TASK OBJECTIVE: Extract every line starting at the line that contains "Where can you see the brown scarf" and ending with the final line of the data, inclusive; give only those lines, word for word.

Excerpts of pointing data
....
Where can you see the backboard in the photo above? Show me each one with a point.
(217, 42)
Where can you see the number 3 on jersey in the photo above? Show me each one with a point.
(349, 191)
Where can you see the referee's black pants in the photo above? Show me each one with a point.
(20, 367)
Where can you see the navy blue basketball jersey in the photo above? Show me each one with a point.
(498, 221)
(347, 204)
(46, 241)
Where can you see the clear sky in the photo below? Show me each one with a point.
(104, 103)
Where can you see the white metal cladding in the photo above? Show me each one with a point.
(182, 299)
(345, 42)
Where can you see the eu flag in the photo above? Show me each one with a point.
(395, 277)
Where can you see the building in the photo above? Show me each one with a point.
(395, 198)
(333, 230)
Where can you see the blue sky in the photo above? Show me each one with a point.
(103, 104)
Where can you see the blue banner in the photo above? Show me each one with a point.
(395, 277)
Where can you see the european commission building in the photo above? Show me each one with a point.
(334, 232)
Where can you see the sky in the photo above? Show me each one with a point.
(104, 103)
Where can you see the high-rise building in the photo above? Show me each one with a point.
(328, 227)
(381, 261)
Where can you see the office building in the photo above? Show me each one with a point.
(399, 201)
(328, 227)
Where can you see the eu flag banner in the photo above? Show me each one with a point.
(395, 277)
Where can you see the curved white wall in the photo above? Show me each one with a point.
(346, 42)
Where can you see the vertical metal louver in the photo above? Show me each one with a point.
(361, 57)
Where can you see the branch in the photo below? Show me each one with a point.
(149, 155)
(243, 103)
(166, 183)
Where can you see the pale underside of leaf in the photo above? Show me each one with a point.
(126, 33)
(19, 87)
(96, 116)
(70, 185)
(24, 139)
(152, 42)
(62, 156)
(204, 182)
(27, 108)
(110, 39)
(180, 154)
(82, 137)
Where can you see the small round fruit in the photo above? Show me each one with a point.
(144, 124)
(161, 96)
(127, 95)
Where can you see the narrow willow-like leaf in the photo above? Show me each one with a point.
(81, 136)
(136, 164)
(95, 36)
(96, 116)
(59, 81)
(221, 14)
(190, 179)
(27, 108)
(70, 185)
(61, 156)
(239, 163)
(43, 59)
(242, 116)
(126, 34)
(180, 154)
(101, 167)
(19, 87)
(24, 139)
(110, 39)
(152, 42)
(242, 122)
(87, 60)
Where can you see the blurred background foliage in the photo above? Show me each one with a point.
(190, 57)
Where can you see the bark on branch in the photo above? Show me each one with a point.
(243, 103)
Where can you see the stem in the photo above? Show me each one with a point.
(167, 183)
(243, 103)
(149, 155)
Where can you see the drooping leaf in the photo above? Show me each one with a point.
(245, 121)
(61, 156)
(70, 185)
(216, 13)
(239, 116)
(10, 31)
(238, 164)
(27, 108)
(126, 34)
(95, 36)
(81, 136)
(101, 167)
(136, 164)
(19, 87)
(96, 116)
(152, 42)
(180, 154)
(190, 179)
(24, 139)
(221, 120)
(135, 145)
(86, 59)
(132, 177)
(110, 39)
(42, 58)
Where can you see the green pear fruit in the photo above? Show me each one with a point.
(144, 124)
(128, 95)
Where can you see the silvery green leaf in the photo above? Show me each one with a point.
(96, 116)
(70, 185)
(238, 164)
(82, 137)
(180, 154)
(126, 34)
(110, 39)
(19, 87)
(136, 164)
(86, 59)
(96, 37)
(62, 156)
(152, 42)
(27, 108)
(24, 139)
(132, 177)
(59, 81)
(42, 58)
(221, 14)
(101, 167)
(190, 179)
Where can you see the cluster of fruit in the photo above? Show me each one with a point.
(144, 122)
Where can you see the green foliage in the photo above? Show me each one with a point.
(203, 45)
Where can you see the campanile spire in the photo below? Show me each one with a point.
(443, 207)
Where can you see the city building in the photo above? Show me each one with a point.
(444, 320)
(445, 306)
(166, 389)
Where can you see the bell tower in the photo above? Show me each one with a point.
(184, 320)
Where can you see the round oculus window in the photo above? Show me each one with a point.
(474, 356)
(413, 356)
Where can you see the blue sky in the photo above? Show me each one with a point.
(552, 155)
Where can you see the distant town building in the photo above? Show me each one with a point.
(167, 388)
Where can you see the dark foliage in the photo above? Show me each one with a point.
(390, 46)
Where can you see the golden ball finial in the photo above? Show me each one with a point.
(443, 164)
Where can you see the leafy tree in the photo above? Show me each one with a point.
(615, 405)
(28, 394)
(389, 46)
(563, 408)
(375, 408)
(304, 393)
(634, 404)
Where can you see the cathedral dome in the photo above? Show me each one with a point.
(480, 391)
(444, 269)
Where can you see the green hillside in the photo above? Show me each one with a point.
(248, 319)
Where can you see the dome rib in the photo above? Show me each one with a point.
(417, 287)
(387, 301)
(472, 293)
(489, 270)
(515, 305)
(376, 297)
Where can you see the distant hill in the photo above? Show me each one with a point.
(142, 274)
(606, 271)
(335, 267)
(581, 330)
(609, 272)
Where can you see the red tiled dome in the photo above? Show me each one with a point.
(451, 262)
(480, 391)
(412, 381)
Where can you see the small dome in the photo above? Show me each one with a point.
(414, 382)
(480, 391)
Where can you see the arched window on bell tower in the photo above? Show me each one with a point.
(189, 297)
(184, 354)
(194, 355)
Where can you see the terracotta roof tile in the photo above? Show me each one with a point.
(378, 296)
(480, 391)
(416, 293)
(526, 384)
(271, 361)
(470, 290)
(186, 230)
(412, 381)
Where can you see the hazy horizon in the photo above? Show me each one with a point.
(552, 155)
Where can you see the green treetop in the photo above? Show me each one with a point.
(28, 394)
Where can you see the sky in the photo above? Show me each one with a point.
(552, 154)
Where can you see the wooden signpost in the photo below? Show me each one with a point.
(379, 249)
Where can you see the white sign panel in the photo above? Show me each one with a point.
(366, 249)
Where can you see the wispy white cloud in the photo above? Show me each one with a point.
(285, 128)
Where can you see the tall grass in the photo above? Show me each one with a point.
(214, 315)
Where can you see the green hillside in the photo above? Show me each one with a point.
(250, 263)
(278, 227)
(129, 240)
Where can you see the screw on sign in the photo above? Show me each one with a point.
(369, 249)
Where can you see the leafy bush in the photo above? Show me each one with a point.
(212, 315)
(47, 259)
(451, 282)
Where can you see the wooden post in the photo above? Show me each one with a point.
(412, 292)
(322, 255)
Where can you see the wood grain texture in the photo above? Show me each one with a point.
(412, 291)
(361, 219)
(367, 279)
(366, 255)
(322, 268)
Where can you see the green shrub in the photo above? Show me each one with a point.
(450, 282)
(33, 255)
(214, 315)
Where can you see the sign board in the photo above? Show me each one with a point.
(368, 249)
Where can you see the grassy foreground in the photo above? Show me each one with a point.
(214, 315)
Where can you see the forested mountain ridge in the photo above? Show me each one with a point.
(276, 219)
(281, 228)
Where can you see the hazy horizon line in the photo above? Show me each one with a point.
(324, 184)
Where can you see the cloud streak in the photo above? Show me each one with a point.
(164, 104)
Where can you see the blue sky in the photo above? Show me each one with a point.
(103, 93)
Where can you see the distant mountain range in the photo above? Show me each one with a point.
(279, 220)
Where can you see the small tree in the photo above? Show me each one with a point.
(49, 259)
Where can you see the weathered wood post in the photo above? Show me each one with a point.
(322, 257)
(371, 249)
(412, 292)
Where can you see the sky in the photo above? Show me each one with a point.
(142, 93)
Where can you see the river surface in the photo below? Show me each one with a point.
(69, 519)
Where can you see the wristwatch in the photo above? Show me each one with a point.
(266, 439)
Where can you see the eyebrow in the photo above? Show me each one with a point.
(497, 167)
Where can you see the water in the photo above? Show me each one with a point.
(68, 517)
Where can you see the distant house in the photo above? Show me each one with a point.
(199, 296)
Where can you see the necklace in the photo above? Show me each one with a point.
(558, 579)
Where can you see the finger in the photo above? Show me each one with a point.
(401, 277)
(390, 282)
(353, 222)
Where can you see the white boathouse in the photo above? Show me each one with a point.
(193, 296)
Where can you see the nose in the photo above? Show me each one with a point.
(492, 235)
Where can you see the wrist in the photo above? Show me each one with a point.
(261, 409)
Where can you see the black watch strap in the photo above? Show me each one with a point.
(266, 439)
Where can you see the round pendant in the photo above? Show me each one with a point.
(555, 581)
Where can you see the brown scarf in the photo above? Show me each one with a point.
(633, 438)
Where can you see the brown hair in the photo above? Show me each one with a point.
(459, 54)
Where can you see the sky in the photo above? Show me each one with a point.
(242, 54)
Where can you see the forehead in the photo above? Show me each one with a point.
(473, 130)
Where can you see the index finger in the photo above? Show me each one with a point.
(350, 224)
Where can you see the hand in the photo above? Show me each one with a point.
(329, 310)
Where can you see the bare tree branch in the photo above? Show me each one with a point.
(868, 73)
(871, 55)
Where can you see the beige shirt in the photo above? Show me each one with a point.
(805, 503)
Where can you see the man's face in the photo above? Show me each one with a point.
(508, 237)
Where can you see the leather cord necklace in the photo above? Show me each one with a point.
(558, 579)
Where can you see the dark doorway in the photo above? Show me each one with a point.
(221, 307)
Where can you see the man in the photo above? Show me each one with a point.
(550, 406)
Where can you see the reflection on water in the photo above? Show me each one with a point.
....
OUTPUT FOR THIS TASK:
Where can you see the brown scarf in the photo above? Show me each one with a point.
(633, 438)
Where can you see the brown hair in the photo above? Show me each one with a point.
(459, 54)
Where can you see the sky in the photo above? Show me each one with a point.
(242, 54)
Where can you see the forehead in the photo above? Show me each one with a point.
(473, 130)
Where can you see the index finger in the photo above? Show me each one with a point.
(350, 224)
Where can you see the hand in the photo above? Show me each one with a point.
(329, 310)
Where can you see the bare tree branch in the photo above? Show me each one with a point.
(868, 73)
(871, 55)
Where can you see the beige shirt in the photo above? Show me each one with a point.
(805, 503)
Where can you see the man's face in the photo above? Show me each one with a point.
(508, 237)
Where can you see the leather cord necklace in the photo above? Show me each one with a point.
(558, 579)
Where can you see the dark doorway in the photo above? Show me each one with a point.
(221, 307)
Where can you see the man in the photo above? Show me each one with a point.
(550, 406)
Where can you see the reflection on water in the photo above? Show me each one with a point.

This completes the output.